* _SCHRIFTLICHE AUFGABE 1_
Trage bitte aus den Einträgen weiter unten jede Zeile zusammen, in der die Zeichenfolge „building“ vorkommt, und übernimm diese Zeilen unverändert.

* _ZITIERTE TEXTSTELLE_
* * * * * * * * *

Kfz-Haftpflichtversicherung: Direktanspruch des Mittäters des Fahrzeugdiebstahls aus Unfallbeteiligung als Beifahrer des entwendeten Fahrzeugs


Leitsatz

Wird nach einem von zwei Mittätern begangenen Fahrzeugdiebstahl (hier: Diebstahl eines Motorrollers) der eine Täter als Beifahrer des entwendeten Fahrzeugs bei einem vom anderen Täter als Fahrer verursachten Verkehrsunfall verletzt, so ist der verletzte Täter nach § 242 BGB (unzulässige Rechtsausübung) daran gehindert, den ihm gegen den fahrenden Mittäter zustehenden Schadensersatzanspruch gemäß § 3 Nr. 1 PflVG aF direkt gegenüber dem Kfz-Haftpflichtversicherer des bestohlenen Halters geltend zu machen.

Tenor

Auf die Revision der Beklagten wird das Urteil des 14. Zivilsenats des [X.] vom 10. Februar 2017 aufgehoben.

Die Berufung der Klägerin gegen das Urteil der 6. Zivilkammer des [X.] vom 17. Oktober 2014 wird zurückgewiesen.

Die Klägerin trägt auch die Kosten des Berufungs- und des Revisionsverfahrens.

Von Rechts wegen

Tatbestand

1

Die Klägerin, die [X.], verlangt von der [X.], einem Kfz-Haftpflichtversicherer, den Ersatz von Aufwendungen, die sie als Leistungen zur Teilhabe am Arbeitsleben an einen bei einem Verkehrsunfall Geschädigten erbracht hat.

* * * * * * * * *

* _SCHRIFTLICHE AUFGABE 2_
Setze das Urteil zur Kfz-Haftpflichtversicherung oben im Anschluss an seinen letzten Satz fort.

(Auszüge aus einem Datensatz zur Punktmarkierung)
* * * * * * * * *

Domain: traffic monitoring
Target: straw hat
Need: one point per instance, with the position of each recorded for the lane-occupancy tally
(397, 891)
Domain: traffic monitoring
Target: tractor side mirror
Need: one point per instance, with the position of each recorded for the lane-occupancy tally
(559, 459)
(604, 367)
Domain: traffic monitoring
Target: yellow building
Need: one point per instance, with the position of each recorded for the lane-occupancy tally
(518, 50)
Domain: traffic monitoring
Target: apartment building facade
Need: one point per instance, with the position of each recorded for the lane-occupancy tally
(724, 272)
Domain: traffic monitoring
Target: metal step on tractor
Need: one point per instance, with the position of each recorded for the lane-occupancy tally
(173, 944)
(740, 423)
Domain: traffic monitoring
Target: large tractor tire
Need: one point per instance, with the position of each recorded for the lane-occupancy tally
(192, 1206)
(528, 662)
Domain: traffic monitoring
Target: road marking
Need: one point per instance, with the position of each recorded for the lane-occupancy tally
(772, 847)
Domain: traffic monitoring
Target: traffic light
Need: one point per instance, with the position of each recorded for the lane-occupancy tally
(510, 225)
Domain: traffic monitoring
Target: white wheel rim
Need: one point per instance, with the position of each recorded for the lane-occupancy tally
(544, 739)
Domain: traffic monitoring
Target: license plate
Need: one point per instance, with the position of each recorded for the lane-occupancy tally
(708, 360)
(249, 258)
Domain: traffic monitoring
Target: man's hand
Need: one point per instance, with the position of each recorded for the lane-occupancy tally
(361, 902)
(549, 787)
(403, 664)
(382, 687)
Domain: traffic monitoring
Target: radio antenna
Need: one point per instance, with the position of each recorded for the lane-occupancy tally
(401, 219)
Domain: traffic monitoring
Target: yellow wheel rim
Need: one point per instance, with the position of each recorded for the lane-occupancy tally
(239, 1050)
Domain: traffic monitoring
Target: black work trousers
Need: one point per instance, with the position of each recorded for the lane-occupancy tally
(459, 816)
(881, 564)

* * * * * * * * *

* _SCHRIFTLICHE ANTWORT 1_
Target: yellow building
Target: apartment building facade

* _SCHRIFTLICHE ANTWORT 2_
2

Am 8. September 2004 entwendeten der damals 15-jährige [X.] (im Folgenden: Leistungsempfänger) und der damals 16-jährige [X.] (im Folgenden: Schädiger) gemeinsam einen bei der [X.] haftpflichtversicherten Motorroller. Über die für das Führen eines solchen Rollers erforderliche Fahrerlaubnis verfügten beide nicht. Dennoch fuhren sie mit dem Roller herum, wobei sie abwechselnd die Position des Fahrers bzw. Sozius einnahmen. Am Morgen des 9. September 2004 kollidierten sie - der Schädiger in der Position des Fahrers, der Leistungsempfänger in der Position des Sozius - im Bereich einer Kreuzung mit einem von rechts kommenden, vorfahrtsberechtigten Pkw. Der Leistungsempfänger erlitt dabei ein Polytrauma mit schwerem Schädelhirntrauma sowie weitere schwere Verletzungen, die unter anderem zu starken Sehbehinderungen und motorischen Einschränkungen führten.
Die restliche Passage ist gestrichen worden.